### WHAT IS BEING ASKED
Go through the material and write it all out exactly, minus the pictures.

### A block of data
------------------------------------------------

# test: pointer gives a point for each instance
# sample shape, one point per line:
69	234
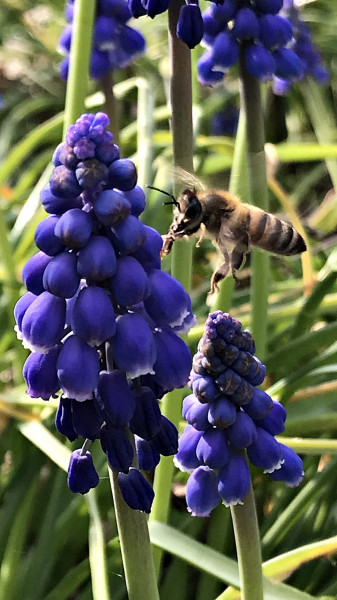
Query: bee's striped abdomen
271	233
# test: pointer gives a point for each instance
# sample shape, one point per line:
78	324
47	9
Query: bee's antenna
173	201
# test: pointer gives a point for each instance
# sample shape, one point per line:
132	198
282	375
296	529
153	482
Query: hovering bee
233	225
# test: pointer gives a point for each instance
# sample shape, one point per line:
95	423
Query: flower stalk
248	548
252	107
77	83
181	266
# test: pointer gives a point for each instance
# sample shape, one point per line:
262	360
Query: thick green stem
238	185
135	547
182	136
248	547
252	107
77	83
110	104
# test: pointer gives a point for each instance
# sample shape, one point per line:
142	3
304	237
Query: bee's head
187	213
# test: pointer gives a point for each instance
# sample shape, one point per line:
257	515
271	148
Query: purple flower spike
97	260
74	228
166	440
136	198
20	308
190	27
115	398
130	283
201	492
40	374
148	456
82	475
260	62
222	412
117	447
265	452
173	362
225	51
207	75
246	25
291	471
63	183
93	316
226	414
242	433
111	208
61	277
78	369
129	235
169	304
133	345
149	251
234	480
186	458
123	174
43	323
86	420
32	272
146	419
260	404
45	238
64	419
196	413
58	205
212	448
275	420
136	491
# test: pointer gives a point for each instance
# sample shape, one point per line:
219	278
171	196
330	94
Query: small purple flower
115	398
133	345
82	475
227	415
201	492
40	374
93	316
43	323
76	380
136	491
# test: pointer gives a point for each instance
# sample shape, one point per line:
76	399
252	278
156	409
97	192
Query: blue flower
202	492
77	368
136	491
82	475
84	315
227	415
115	44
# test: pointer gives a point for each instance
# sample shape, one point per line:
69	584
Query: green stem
181	266
238	185
322	120
77	84
135	547
247	540
110	104
252	106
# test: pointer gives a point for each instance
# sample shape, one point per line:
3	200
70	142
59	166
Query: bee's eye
193	210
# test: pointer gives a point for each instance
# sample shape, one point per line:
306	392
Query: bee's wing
187	178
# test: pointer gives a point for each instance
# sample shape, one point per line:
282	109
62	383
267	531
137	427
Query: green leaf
212	562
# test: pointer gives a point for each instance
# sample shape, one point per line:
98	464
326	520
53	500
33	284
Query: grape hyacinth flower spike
228	417
96	316
115	43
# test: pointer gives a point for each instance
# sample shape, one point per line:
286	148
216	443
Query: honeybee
233	225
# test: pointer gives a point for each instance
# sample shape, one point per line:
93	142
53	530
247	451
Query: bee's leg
167	244
220	274
202	235
238	255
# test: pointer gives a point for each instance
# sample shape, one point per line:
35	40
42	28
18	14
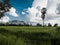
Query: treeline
7	24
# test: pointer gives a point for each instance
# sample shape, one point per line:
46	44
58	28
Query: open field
29	35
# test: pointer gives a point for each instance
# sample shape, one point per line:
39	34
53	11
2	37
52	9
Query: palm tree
43	11
4	7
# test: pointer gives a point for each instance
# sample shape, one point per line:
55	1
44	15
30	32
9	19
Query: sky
30	11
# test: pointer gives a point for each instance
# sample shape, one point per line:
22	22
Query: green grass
29	35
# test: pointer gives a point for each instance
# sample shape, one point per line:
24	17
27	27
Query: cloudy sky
30	11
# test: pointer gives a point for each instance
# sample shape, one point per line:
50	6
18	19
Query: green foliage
29	35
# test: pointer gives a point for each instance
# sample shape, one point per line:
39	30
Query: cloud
12	12
52	16
4	19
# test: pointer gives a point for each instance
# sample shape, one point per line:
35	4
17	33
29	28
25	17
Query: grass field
29	35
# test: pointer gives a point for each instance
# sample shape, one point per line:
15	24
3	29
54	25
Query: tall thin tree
4	7
43	11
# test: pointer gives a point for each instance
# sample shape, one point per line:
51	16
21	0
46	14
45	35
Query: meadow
29	35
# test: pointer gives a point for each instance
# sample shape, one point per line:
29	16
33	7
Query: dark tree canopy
4	7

------------------------------------------------

### FULL ANSWER
# test: pointer gives a point for each instance
# sample shape, one point per line:
69	234
Query: bee's striped abdomen
271	233
# test: pointer gives a point for each instance
# sample shape, one point per line:
78	324
47	9
Query: bee's antenna
173	201
# test: pointer gives a point for each instance
# sample shape, one point per line:
132	198
282	375
296	529
153	482
Query: hovering bee
233	225
# test: pointer gives a point for each instance
# sample shape, one point per line:
95	423
Query: flower stalk
248	548
252	107
77	83
181	266
# test: pointer gives a point for each instance
# sample shape, one point per line:
262	360
Query: thick green stem
238	185
135	547
182	136
248	547
252	107
77	83
110	104
# test: pointer gives a point for each instance
# sample shape, one point per line:
142	3
304	237
Query: bee's head
187	213
# test: pointer gives a point for each instance
# sample shape, one point per line:
257	515
271	148
Query: purple flower spike
97	260
74	228
166	440
136	198
20	308
190	27
115	398
130	283
201	492
40	374
148	456
82	475
260	62
222	412
117	447
265	452
173	362
225	51
207	75
246	25
291	471
63	183
93	316
226	414
242	433
111	208
61	277
78	369
129	235
169	304
133	345
149	251
234	480
186	458
123	174
43	323
86	420
32	272
146	419
260	404
45	238
64	419
196	413
58	205
212	448
275	420
136	491
# test: pointer gives a point for each instance
# sample shape, one point per line:
219	278
171	196
330	94
Query: small purple flower
115	398
133	345
82	475
227	415
201	492
40	374
93	316
43	323
76	380
136	491
# test: pointer gives a point for each instance
# sample shape, one point per line:
76	399
252	278
156	409
97	192
Query: blue flower
202	492
77	368
136	491
82	475
84	315
227	415
115	44
# test: pointer gives a point for each instance
# sample shape, one point per line:
69	584
Query: green stem
181	266
238	185
322	120
77	84
135	547
247	540
110	104
252	106
# test: pointer gives a point for each instance
# sample shape, one point per line:
3	200
70	142
59	166
Query: bee's eye
193	210
# test: pointer gives a point for each instance
# sample shape, one point per line:
306	392
Query: bee's wing
187	178
# test: pointer gives a point for each instance
# sample shape, one point per line:
282	109
62	383
267	531
137	427
Query: green leaf
212	562
# test: pointer gives a point for each instance
# sample shape, one point per line:
98	464
326	520
53	500
33	284
Query: grape hyacinth flower spike
228	417
96	316
115	43
# test: pointer gives a point for each instance
# sample shape, one point per line:
286	148
216	443
Query: honeybee
233	225
# test: pointer gives a point for each instance
# sample shape, one point per line:
93	142
53	530
247	451
Query: bee's leg
167	244
220	274
202	235
238	255
# test: pointer gives a point for each instance
# sample shape, one point per line:
35	40
42	28
18	14
Query: treeline
7	24
# test: pointer gives a point for each instance
# sample shape, one point per line:
46	44
58	28
Query: open field
29	35
# test: pointer gives a point for each instance
# sample shape, one point per line:
39	34
53	11
2	37
52	9
Query: palm tree
43	11
4	7
# test: pointer gives a point for each instance
# sample shape, one point per line:
55	1
44	15
30	32
9	19
Query: sky
30	11
# test: pointer gives a point for each instance
# sample shape, one point per line:
22	22
Query: green grass
29	35
# test: pointer gives a point for each instance
# sample shape, one point per line:
24	17
27	27
Query: cloudy sky
30	11
# test: pointer gives a point for each instance
# sample shape, one point per line:
50	6
18	19
Query: green foliage
29	35
# test: pointer gives a point for each instance
# sample shape, one point per line:
39	30
Query: cloud
12	12
52	16
4	19
# test: pointer gives a point for each instance
# sample shape, one point per line:
35	4
17	33
29	28
25	17
Query: grass field
29	35
# test: pointer gives a point for each instance
# sample shape, one point per line:
15	24
3	29
54	25
Query: tall thin tree
4	7
43	11
# test: pointer gives a point for each instance
# sample shape, one point per line:
51	16
21	0
46	14
45	35
Query: meadow
29	35
# test: pointer gives a point for each instance
# sample shape, one point per line:
29	16
33	7
Query: dark tree canopy
4	7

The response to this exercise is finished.